Seagate Barracuda Pro 12TB HDD Review – Is The Cuda Still Fast?
Seagate is a brand well known among PC hardware enthusiasts and the general public, their drives have had some bad press the past few years with higher than normal failure rates years ago. Though in the past few years they have gone back to normal failure rates, indicating it may have just been a flaw in manufacturing or a bad design.
Their Barracuda line has always been their consumer-oriented performance drives, and back in it’s heyday were considered quite fast, with the introduction of SSDs to the market, HDDs although still packing way more capacity and a much lower price tag have been mostly ignored, even to some as secondary drives as “Hard drives are too slow” most will tell you. Which depending on the use case can either be a gross exaggeration or true, though when it comes down to it the “spinning rust” of mechanical hard drives just keeps on ticking with larger and larger capacities. And still, play a very vital role in the data center and anyone who needs a ton of storage at cost effective prices.
During the heavy flooding in 2011 that caused the mostly Thailand based plants that did most of the final assembly and third-part factories that helped supply components to HDD vendors caused a spike in HDD prices, (which was around the time I bought my first SSD) and the much faster SSDs started getting cheaper and more widely adopted the HDD industry had a pretty big competitor in NAND Flash storage. Companies like Seagate think that the HDD still has a lot more gas left in it and let’s see why.
Seagate with their Barracuda Pro series of drives packs a variety of features such as their caching technology from their enterprise line which should increase everyday performance, and also using Helium to reduce friction and will likely increase reliability as well as the capacity.
○ ○ ○
— Exercises —
1) Locate each line of the records that contains the word "yellow", and copy those lines.
2) Go on with the hard drive review, starting after its last sentence.
The records are unrelated to the text.
○ ○ ○
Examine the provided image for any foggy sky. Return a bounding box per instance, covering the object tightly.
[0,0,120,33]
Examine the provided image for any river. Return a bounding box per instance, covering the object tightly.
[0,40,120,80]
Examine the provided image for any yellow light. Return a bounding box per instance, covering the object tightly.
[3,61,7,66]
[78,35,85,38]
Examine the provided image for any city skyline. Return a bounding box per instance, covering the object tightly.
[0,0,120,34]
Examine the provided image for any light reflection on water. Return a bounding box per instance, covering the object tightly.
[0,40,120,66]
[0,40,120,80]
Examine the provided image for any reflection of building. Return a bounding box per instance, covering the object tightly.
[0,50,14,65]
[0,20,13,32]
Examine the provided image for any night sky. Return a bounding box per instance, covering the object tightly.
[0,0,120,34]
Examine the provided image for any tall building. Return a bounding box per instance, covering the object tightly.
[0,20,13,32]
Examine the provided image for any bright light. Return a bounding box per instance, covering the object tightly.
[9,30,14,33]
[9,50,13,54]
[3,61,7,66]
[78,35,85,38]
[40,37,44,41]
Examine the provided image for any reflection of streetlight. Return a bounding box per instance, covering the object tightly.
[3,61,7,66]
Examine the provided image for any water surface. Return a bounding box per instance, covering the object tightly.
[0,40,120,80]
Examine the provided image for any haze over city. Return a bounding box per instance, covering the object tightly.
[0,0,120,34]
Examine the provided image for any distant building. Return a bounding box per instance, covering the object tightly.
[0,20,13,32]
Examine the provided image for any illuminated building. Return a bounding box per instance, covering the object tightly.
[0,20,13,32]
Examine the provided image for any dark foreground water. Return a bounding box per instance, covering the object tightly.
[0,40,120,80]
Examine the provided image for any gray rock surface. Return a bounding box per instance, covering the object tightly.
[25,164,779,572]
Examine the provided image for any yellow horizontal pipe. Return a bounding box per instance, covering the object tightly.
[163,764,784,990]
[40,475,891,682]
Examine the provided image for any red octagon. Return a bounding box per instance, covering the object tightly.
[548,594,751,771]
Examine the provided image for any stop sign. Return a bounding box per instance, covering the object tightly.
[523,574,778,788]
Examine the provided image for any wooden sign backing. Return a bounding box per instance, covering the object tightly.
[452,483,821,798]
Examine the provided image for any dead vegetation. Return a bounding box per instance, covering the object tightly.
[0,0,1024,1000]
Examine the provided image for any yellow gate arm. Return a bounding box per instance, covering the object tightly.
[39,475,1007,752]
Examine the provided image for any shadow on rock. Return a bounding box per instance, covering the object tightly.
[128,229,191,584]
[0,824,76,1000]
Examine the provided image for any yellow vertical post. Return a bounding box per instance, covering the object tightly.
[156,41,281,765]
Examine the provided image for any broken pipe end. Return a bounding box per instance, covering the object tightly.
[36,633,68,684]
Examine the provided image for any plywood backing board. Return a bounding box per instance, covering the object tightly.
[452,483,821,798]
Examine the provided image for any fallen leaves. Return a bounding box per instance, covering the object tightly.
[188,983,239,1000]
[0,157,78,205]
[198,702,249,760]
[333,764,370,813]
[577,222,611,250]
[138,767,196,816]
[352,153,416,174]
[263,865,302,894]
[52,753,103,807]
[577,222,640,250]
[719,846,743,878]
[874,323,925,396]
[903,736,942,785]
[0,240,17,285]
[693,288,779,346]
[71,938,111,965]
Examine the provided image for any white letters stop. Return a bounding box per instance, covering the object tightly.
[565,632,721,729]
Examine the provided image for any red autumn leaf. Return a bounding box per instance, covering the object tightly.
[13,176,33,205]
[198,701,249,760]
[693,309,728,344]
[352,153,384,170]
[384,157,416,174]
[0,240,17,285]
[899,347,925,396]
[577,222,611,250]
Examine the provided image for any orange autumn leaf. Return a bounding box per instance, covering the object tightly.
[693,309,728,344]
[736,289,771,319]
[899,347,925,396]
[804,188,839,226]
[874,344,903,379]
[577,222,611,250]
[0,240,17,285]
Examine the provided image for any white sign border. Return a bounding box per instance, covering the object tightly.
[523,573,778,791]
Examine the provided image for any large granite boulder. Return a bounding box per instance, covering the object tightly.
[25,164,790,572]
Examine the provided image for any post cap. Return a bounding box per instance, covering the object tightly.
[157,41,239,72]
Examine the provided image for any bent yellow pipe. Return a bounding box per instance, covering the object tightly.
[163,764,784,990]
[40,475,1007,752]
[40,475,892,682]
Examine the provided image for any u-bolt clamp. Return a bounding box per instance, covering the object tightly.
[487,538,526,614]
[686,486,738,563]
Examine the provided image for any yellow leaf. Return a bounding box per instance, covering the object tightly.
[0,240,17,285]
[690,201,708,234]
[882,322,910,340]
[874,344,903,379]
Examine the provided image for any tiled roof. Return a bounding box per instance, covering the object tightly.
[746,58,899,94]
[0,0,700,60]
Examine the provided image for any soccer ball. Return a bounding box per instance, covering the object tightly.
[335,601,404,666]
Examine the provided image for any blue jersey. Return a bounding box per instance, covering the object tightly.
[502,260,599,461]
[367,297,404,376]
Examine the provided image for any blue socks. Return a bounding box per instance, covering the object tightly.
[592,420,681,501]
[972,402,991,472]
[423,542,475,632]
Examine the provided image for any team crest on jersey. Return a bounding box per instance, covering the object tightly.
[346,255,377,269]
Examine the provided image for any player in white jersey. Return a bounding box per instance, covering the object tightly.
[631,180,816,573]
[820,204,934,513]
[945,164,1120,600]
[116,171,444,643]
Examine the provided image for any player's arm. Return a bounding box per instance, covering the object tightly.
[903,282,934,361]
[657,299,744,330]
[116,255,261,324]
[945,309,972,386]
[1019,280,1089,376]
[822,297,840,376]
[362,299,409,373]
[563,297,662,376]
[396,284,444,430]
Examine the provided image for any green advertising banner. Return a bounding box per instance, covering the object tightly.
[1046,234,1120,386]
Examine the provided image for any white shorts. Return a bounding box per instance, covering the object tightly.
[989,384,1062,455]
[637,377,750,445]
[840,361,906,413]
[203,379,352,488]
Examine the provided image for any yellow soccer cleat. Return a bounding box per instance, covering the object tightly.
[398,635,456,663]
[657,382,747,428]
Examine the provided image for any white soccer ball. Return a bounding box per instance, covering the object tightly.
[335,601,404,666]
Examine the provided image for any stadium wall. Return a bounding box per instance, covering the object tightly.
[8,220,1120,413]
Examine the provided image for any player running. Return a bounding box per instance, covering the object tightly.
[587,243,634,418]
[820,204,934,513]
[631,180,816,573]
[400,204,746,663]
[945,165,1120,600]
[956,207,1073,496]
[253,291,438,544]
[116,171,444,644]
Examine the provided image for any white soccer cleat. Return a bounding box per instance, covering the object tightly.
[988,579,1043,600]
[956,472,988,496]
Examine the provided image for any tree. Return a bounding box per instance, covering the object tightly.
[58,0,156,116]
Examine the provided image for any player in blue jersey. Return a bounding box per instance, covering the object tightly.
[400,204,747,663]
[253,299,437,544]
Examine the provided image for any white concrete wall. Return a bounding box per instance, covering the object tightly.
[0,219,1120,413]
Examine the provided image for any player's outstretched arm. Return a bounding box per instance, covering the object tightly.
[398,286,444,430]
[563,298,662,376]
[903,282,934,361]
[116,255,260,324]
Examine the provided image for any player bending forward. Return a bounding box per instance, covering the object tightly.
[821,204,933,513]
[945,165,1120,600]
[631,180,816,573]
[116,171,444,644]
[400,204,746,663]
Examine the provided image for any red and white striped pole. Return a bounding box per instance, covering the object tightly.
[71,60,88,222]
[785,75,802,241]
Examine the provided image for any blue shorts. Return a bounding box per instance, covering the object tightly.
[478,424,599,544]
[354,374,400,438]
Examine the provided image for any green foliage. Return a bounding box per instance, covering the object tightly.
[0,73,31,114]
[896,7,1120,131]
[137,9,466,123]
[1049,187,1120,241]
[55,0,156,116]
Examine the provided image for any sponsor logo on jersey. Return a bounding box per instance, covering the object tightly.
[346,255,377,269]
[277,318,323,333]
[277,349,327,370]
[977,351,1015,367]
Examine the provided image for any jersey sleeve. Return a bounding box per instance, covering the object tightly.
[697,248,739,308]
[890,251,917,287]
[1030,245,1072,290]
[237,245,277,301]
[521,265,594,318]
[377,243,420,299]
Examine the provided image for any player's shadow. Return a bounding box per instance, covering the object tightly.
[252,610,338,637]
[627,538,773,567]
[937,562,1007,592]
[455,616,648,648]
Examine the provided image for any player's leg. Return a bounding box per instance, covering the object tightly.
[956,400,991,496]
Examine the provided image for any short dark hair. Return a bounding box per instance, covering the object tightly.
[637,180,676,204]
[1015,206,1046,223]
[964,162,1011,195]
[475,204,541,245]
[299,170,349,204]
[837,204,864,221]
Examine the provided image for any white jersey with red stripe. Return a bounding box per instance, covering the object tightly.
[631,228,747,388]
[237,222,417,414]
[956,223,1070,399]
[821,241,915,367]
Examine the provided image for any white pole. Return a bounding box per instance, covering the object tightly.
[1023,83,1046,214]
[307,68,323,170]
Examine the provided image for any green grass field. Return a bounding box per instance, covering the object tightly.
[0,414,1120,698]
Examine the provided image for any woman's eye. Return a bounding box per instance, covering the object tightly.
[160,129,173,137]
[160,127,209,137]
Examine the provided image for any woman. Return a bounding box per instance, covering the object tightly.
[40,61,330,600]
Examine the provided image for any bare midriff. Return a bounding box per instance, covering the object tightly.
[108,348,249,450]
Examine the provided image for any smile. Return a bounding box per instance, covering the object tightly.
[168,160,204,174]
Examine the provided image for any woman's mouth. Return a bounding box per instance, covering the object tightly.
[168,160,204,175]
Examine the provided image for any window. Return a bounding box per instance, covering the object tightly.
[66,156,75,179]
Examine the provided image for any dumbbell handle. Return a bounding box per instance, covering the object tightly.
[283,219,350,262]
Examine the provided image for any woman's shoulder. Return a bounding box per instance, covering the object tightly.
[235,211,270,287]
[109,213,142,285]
○ ○ ○
— Expected outputs —
1)
Examine the provided image for any yellow light. Return a bounding box per instance, covering the object tightly.
Examine the provided image for any yellow horizontal pipe. Return a bounding box per instance, covering the object tightly.
Examine the provided image for any yellow gate arm. Return a bounding box per instance, covering the object tightly.
Examine the provided image for any yellow vertical post. Return a bounding box per instance, covering the object tightly.
Examine the provided image for any bent yellow pipe. Return a bounding box per instance, covering the object tightly.
Examine the provided image for any yellow leaf. Return a bounding box per instance, covering the object tightly.
Examine the provided image for any yellow soccer cleat. Return a bounding box per instance, covering the object tightly.

2)
These drives use DRAM caching in order to get the higher performance they’ve indicated here. If you would like a deeper in-depth explanation of how it works, Chris Ramseyer does a great job at Tomshardware here
First Look At The Seagate Barracuda Pro 12TB – Unboxing And Closer Look
When Seagate samples HDDs they do not send them in retail boxes, so the packaging here is minimal. We have the standard plastic antistatic bag most HDDs ate shipped in and see for the most part a standard drive built for NAS purposes.
|CPU||AMD Ryzen R7 1700 @ 3.4GHz|
|Memory||G.Skill Ripjaws 16GB 3200MHz|
|OS||Windows 10-64 Bit Spring 2018 Update|
|Motherboard||Asus X370 ROG Hero IV|
|Case||Phanteks Enthoo Luxe|
I use a Ryzen test bench for my reviews, since most other websites test with Intel mainstream platforms, I personally think this is useful for all of those users who are using AMD’s Ryzen CPUs and AM4 socket motherboards to get a good idea on what kind of performance they should expect. For this review we didn’t have much on hand that was comparable to this drive, so the main idea here is to show its relative performance to an older higher-end HDD. While it is not necessarily a fair comparison it is a good representation of how much hard drives have come in terms of performance. I was considering adding an SSD as a baseline of high-end performance, but ultimately decided against it, I would like to know what our reader’s thoughts are on this though and would appreciate further input.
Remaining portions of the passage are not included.